╔══

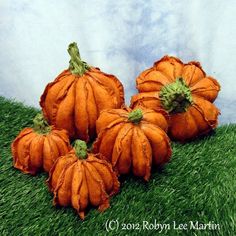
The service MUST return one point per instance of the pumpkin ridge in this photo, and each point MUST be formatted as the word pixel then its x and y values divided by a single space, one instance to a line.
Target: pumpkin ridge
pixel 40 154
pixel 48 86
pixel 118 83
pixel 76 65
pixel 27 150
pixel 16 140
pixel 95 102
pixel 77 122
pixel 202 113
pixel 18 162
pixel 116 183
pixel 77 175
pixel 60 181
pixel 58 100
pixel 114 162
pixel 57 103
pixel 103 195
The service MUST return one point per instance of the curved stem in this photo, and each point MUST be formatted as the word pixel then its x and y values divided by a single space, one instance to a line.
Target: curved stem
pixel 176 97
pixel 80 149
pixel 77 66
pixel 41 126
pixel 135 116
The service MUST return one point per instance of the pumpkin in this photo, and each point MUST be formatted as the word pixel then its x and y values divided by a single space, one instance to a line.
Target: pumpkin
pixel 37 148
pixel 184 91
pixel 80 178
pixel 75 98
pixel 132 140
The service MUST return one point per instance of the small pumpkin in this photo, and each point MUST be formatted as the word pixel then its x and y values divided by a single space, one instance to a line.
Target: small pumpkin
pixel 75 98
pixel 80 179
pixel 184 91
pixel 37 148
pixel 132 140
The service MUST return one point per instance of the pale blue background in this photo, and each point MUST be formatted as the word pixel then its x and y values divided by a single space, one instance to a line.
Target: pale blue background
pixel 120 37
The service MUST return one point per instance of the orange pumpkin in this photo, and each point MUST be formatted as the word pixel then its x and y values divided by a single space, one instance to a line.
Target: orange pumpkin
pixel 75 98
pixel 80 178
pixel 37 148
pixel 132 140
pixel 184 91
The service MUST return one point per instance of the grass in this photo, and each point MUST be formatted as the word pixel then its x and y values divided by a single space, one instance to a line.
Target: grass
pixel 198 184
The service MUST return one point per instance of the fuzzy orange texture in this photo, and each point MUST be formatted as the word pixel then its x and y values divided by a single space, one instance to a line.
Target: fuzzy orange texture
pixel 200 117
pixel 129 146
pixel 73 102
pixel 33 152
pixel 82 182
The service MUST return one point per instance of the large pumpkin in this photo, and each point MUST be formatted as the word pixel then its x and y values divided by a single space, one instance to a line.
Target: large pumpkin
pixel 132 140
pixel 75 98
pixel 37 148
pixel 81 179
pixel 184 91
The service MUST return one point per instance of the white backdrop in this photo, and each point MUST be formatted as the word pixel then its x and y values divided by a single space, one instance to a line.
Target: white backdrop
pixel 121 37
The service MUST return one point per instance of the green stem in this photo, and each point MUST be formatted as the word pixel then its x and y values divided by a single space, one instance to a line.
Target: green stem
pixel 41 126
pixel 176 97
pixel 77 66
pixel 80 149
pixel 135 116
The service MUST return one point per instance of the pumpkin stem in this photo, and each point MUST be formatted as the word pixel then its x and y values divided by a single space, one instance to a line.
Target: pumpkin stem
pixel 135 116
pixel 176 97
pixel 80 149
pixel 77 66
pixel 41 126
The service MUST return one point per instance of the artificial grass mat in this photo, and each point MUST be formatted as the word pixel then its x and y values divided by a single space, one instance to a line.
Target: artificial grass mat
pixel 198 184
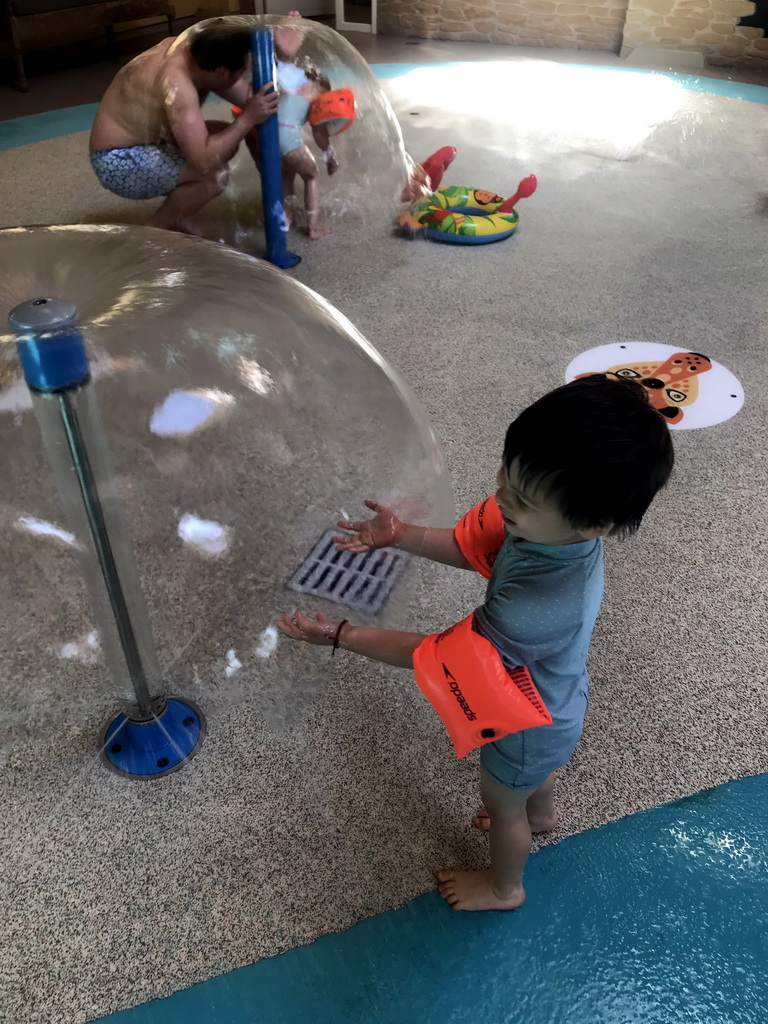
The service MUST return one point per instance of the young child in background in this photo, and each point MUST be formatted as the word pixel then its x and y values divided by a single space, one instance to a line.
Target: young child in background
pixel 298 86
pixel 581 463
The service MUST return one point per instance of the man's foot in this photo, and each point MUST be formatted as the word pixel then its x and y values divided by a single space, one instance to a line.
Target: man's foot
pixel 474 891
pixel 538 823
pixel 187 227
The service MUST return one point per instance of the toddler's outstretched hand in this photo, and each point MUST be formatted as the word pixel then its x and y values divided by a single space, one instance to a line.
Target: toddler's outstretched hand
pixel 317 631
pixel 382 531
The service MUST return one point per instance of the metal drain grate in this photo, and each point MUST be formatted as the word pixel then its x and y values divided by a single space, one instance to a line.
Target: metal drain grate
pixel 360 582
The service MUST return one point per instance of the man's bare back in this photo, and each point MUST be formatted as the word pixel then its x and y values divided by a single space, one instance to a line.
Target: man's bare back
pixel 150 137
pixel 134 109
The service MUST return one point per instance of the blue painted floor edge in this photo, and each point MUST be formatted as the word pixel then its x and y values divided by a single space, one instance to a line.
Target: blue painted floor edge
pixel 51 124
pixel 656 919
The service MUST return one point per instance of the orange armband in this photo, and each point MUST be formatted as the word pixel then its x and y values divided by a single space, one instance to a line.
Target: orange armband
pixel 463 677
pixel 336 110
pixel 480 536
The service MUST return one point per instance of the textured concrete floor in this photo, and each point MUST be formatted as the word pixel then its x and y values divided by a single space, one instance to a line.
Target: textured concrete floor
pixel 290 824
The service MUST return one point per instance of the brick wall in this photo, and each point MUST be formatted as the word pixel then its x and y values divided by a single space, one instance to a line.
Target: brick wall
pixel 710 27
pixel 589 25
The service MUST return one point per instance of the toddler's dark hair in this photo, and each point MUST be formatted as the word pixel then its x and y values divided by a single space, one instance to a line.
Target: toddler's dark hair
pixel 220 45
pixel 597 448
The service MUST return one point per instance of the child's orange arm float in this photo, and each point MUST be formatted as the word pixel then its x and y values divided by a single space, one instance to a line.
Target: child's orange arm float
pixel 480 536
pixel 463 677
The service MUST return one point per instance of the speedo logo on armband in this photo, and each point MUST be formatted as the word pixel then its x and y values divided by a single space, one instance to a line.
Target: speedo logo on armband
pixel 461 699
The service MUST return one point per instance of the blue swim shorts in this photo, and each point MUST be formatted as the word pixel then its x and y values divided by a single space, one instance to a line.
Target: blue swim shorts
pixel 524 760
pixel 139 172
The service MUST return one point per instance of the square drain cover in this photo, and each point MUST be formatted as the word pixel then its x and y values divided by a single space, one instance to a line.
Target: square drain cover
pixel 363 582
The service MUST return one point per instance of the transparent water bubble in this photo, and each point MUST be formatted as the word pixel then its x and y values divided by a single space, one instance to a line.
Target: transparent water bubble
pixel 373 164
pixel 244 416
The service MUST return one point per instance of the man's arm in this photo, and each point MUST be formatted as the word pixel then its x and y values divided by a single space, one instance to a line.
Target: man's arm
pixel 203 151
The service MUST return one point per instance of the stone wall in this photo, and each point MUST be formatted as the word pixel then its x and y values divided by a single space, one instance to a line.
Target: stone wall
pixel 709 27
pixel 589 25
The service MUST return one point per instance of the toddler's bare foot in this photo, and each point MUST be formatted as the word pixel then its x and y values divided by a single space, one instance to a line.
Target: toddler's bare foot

╚══

- **Request**
Starting from the line with "the blue swim" and ending with the final line of the data, quote every line exactly, both ends included.

- **Complete output**
The service MUST return one point per instance of the blue swim shorts in this photo, and each point MUST be formatted as the word pixel then its x and y values divided by a single space, one instance to a line.
Target: blue swim shorts
pixel 524 760
pixel 139 172
The service MUST return one point per instance of the square drain cover in this photo, and each point MUST be formatted as the word pixel then its x and y values divided by a single space, one instance to a line.
Target: square drain cover
pixel 363 582
The service MUST return one point per instance of the transparent water bubble in this photo, and each point MUST be formatted as the word pixel then its x and y values divided by a single space, one instance to a line.
Target: transparent water bubble
pixel 373 164
pixel 244 416
The service MUST return one point per instance of the man's arm in this photo, and each point MUST be formatted as the word pixel then its x and y values divided by a single space, one instance to a line.
Target: man's arm
pixel 203 151
The service MUST return one point per instance of the stone wall in this photo, and each point MUST be formatted as the word pixel then its x and y values divided by a single space, one instance to a line.
Target: stone wall
pixel 709 27
pixel 589 25
The service MUST return one point per instance of the toddler's bare foot in this photo, and each point MUST be formatted as the word pixel then its x and y values divided by a single space, one instance to a line.
Target: toddler's bare foot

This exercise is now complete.